■ Data supplied
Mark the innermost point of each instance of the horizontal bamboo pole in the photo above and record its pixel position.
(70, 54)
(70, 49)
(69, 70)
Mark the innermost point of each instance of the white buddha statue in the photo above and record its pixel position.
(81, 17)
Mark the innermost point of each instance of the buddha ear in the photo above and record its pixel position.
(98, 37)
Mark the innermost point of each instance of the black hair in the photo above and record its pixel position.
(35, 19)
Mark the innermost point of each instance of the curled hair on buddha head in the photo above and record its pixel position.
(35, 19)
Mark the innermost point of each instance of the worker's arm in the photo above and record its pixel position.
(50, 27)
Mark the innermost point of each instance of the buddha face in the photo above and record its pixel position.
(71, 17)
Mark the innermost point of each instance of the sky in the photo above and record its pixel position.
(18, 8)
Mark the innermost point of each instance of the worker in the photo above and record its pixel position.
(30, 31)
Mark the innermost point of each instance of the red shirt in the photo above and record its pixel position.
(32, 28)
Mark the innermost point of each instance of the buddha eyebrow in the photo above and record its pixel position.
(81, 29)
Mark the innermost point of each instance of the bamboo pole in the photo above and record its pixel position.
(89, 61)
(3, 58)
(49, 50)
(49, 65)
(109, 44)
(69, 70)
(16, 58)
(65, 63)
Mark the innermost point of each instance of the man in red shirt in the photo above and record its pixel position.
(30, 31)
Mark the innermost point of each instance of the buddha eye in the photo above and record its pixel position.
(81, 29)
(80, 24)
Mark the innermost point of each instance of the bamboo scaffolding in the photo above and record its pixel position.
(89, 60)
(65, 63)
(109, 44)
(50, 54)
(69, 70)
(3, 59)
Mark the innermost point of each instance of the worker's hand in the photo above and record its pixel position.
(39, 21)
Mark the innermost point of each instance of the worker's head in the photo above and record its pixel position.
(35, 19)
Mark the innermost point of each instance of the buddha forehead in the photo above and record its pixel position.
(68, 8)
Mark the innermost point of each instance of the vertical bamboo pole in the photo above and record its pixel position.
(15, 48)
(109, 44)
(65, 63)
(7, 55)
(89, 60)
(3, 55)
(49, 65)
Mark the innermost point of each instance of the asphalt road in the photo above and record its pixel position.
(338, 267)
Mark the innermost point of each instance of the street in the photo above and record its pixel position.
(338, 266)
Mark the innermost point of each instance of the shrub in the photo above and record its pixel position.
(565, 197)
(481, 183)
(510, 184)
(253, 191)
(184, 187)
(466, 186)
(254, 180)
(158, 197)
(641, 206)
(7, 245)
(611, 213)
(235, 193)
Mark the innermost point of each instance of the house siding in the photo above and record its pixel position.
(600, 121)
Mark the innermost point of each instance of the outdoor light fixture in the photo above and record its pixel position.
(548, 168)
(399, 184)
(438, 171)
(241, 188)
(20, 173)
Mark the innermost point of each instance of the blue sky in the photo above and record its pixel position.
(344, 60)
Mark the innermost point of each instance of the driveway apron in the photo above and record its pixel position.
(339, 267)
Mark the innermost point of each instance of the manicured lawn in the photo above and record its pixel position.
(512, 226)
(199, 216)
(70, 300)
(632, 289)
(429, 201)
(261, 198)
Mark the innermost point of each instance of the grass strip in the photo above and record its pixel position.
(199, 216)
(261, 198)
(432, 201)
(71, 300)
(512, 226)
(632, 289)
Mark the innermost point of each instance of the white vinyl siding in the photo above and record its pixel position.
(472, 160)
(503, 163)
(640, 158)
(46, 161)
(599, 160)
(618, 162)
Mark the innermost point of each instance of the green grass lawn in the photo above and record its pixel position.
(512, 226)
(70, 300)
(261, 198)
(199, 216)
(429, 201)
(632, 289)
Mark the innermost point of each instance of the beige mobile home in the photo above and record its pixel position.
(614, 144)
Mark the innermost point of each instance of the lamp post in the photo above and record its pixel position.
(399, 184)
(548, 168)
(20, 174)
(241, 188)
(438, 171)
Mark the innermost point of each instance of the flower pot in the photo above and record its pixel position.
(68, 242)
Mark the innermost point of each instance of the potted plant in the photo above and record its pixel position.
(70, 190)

■ Brief
Please quote every record above exactly as it appears.

■ Result of the exercise
Mark the innermost point of each instance of the horizontal bamboo pole in the photo above and record its pixel position.
(70, 54)
(70, 49)
(69, 70)
Mark the innermost point of each instance of the white buddha statue in the photo above and record its pixel position.
(81, 17)
Mark the innermost point of each instance of the buddha ear in the photo above and record its pixel position.
(98, 37)
Mark the innermost point of each instance of the black hair in the photo above and record its pixel position.
(35, 19)
Mark the innermost point of each instance of the curled hair on buddha head in the photo above and record its pixel position.
(35, 19)
Mark the innermost point of each instance of the worker's arm in the photo above and record its pixel position.
(50, 27)
Mark the innermost point of each instance of the buddha face in the photo above and record its pixel position.
(71, 17)
Mark the innermost point of each instance of the sky in the photo above and record its pixel position.
(18, 8)
Mark the innermost point of each instance of the worker in the photo above and record its pixel position.
(30, 31)
Mark the innermost point of each instance of the red shirt in the photo above and record its pixel position.
(32, 28)
Mark the innermost point of each instance of the buddha eyebrow in the photo above and record its pixel position.
(81, 29)
Mark the innermost point of each instance of the bamboo pole in the photo above and record its pixel position.
(89, 61)
(3, 58)
(49, 50)
(49, 65)
(109, 44)
(69, 70)
(16, 58)
(65, 63)
Mark the innermost point of each instance of the man in red shirt in the photo above and record its pixel position.
(30, 31)
Mark the innermost point of each instance of the buddha eye in the photo above and record its pixel position.
(81, 29)
(80, 24)
Mark the innermost point of each instance of the bamboo scaffolding in the photo above and record its pixel position.
(89, 60)
(65, 63)
(109, 44)
(50, 54)
(69, 70)
(3, 59)
Mark the innermost point of each instance of the worker's hand in the photo above and record its pixel position.
(39, 21)
Mark the innermost point of each instance of the worker's head in the photo above and record its pixel position.
(35, 19)
Mark the innermost point of each instance of the buddha forehead in the photo above and record its pixel position.
(68, 8)
Mark the innermost point of each instance of the vertical bamboo pole in the photo above and record its pixel position.
(15, 48)
(109, 44)
(65, 63)
(7, 55)
(89, 60)
(3, 55)
(49, 65)
Mark the innermost point of each instance of the asphalt road in the photo above and record its pixel position.
(338, 267)
Mark the innermost point of each instance of the street in the photo above and record its pixel position.
(338, 266)
Mark the innermost point of each instance of the shrub in the photo above and record its pixel position.
(565, 197)
(481, 183)
(510, 184)
(253, 191)
(184, 187)
(466, 186)
(254, 180)
(158, 197)
(641, 206)
(7, 245)
(611, 213)
(235, 193)
Mark the innermost point of each instance of the house siding in the photo above and record its pixel position.
(600, 121)
Mark the innermost point of each instance of the outdoor light fixture in the photo above and record its pixel position.
(548, 168)
(399, 184)
(438, 171)
(241, 188)
(20, 173)
Mark the innermost point of each instance of the blue sky in the photo above and record its pixel position.
(344, 60)
Mark the innermost point of each instance of the driveway apron in the photo above and record its pixel position.
(339, 267)
Mark the innermost point of each instance of the manicured lawn in the photo above and record its pixel position.
(512, 226)
(199, 216)
(70, 300)
(632, 289)
(429, 201)
(261, 198)
Mark the innermost point of each instance of the grass strip in the photo above and record its pixel position.
(199, 216)
(261, 198)
(432, 201)
(71, 300)
(512, 226)
(632, 289)
Mark the innermost point of each instance of the white vinyl siding in the photo above and record its pixel position.
(472, 160)
(503, 163)
(640, 158)
(46, 161)
(599, 160)
(618, 162)
Mark the innermost point of each instance of the green grass lawn in the photo above and record its pixel position.
(512, 226)
(70, 300)
(261, 198)
(199, 216)
(429, 201)
(632, 289)
Mark the innermost point of each instance of the beige mobile home in the photo above and record its pixel position.
(614, 144)
Mark the innermost point of each instance of the lamp post in the photo above and record its pixel position.
(399, 184)
(548, 168)
(20, 174)
(241, 188)
(438, 171)
Mark the innermost point of each instance of the flower pot in the photo above and record its pixel position.
(68, 242)
Mark the innermost point of each instance of the potted plant in the photo above and record its pixel position.
(70, 190)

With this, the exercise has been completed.